▶ YOUR GOAL
Write out the passage of the Iowa Supreme Court opinion below, starting at "Supreme Court of" and ending at "Glidden, for appellants.".

PAGE EXTRACT below:

380 N.W.2d 693 | Iowa | 1986
William D. KURTH, Trustee of Herman B. Gerdes Trust, et al., Appellees,
First Miss, Inc.; Grettenberg's, Inc.; and Glen Lowman, agent, Cross-Appellants,
v.
Robert VAN HORN and First National Bank in Glidden, Appellants.
Supreme Court of Iowa.
*694 Brent B. Green and Sam F. Scheidler, of Gamble, Riepe, Webster, Davis & Green, Des Moines, and Raymond O. Snook, of Snook Law Office, Glidden, for appellants.
James R. Van Dyke, of Van Dyke & Werden, P.C., Carroll, for appellees and cross-appellants.
Considered by HARRIS, P.J., and McGIVERIN, LARSON, CARTER, and WOLLE, JJ.
LARSON, Justice.
Thomas P. Hall, a Glidden area farmer, became financially strapped and asked his landlord, Herman B. Gerdes, to help him get a loan from the defendant bank. Gerdes agreed to do so and cosigned, with Hall, a note to the bank, secured by a mortgage on farmland owned by Gerdes. Gerdes then turned the proceeds over to Hall. Shortly afterward, Gerdes died. The trustee of the Herman B. Gerdes Trust, and two beneficiaries of the Gerdes estate, sued the bank and its president, Robert Van Horn (hereinafter referred to jointly as the bank), alleging fraud and breach of fiduciary duty. They demanded damages, both actual and punitive, and cancellation of the Gerdes mortgage. Other creditors of Hall joined the action as plaintiffs, claiming Hall and the bank had conspired to defraud them of the amounts owed them on their accounts.
Hall was originally a defendant but was released by the plaintiffs prior to trial, leaving only the bank and Van Horn as defendants.
*695 The suits on account were dismissed on a motion for directed verdict. On the claims against the bank by the Gerdes trust and the beneficiaries of the Gerdes estate (hereinafter referred to jointly as Gerdes), the jury found no fraud. It did, however, find a breach of fiduciary duty by the bank, returning a verdict for actual and punitive damages. The district court, acting in equity, then granted Gerdes' request to cancel the real estate mortgage.

End of PAGE EXTRACT.
DATA LISTING below:

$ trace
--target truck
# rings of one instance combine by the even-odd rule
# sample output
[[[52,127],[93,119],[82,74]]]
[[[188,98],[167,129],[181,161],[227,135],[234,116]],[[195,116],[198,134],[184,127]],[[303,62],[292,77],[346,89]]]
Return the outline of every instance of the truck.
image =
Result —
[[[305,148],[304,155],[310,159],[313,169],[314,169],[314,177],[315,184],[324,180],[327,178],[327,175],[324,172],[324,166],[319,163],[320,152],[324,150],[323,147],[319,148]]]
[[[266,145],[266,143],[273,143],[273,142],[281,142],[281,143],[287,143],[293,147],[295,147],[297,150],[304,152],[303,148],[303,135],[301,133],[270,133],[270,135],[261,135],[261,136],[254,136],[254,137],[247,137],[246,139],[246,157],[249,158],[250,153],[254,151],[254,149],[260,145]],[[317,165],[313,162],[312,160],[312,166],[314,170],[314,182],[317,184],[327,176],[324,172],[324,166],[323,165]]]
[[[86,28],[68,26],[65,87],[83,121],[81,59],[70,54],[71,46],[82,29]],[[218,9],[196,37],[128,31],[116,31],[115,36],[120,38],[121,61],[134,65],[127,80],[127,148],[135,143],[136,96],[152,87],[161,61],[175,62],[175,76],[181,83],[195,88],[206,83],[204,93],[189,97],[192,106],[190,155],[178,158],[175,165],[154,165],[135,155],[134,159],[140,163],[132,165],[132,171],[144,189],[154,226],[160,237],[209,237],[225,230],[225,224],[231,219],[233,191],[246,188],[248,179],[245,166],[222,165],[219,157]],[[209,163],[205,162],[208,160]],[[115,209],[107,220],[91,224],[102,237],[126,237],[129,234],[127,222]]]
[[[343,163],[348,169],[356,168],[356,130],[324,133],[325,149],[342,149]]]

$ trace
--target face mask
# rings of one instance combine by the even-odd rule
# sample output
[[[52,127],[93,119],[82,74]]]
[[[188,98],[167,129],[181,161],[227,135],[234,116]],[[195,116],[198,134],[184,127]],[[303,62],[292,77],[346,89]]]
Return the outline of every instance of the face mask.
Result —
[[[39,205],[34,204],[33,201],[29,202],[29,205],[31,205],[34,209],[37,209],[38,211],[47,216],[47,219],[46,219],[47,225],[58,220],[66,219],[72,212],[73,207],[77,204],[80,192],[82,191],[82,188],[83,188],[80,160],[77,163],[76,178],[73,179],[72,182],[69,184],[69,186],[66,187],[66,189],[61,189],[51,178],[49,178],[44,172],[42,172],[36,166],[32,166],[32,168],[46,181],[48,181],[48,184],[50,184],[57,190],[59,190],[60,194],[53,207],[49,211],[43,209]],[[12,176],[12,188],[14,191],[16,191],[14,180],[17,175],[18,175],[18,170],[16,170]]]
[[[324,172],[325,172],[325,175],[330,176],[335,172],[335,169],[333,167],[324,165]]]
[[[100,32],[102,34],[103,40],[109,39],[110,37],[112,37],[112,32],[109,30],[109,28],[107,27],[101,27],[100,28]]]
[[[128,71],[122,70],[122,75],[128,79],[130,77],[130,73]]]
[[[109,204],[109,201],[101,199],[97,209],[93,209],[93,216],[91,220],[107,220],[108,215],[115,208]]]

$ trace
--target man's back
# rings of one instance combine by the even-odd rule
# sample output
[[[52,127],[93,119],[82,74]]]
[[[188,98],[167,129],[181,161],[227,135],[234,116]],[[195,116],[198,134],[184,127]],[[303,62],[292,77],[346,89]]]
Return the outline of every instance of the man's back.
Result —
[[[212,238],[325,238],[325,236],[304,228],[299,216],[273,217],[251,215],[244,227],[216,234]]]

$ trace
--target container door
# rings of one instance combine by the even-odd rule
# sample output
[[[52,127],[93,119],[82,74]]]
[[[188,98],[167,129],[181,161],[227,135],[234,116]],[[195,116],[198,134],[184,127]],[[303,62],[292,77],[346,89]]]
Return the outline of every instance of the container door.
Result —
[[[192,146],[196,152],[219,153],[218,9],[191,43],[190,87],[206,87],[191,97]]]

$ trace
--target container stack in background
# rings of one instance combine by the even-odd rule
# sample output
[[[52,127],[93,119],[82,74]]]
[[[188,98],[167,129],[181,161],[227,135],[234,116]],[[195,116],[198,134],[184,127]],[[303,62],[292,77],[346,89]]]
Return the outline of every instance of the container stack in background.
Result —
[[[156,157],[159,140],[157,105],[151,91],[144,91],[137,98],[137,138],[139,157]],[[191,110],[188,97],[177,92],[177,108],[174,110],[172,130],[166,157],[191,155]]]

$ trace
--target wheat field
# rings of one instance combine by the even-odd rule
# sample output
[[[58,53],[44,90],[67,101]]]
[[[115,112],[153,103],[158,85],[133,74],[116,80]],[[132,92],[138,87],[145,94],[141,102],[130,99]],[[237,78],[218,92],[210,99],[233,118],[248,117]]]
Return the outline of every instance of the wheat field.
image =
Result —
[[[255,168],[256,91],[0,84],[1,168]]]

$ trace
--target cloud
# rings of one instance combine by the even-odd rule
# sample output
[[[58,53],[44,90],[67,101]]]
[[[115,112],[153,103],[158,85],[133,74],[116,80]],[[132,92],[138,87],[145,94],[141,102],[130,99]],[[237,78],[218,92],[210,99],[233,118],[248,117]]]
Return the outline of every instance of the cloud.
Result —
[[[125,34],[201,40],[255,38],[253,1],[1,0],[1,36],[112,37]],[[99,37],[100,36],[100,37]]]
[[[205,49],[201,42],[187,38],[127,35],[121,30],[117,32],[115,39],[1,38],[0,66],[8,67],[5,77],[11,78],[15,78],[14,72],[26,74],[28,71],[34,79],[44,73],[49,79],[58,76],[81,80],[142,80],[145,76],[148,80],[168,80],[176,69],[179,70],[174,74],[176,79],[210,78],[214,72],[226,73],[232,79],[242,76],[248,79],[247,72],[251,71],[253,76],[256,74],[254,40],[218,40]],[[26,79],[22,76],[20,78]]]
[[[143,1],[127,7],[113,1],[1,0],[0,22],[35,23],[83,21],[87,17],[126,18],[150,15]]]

End of DATA LISTING.

▶ RESULT
Supreme Court of Iowa.
*694 Brent B. Green and Sam F. Scheidler, of Gamble, Riepe, Webster, Davis & Green, Des Moines, and Raymond O. Snook, of Snook Law Office, Glidden, for appellants.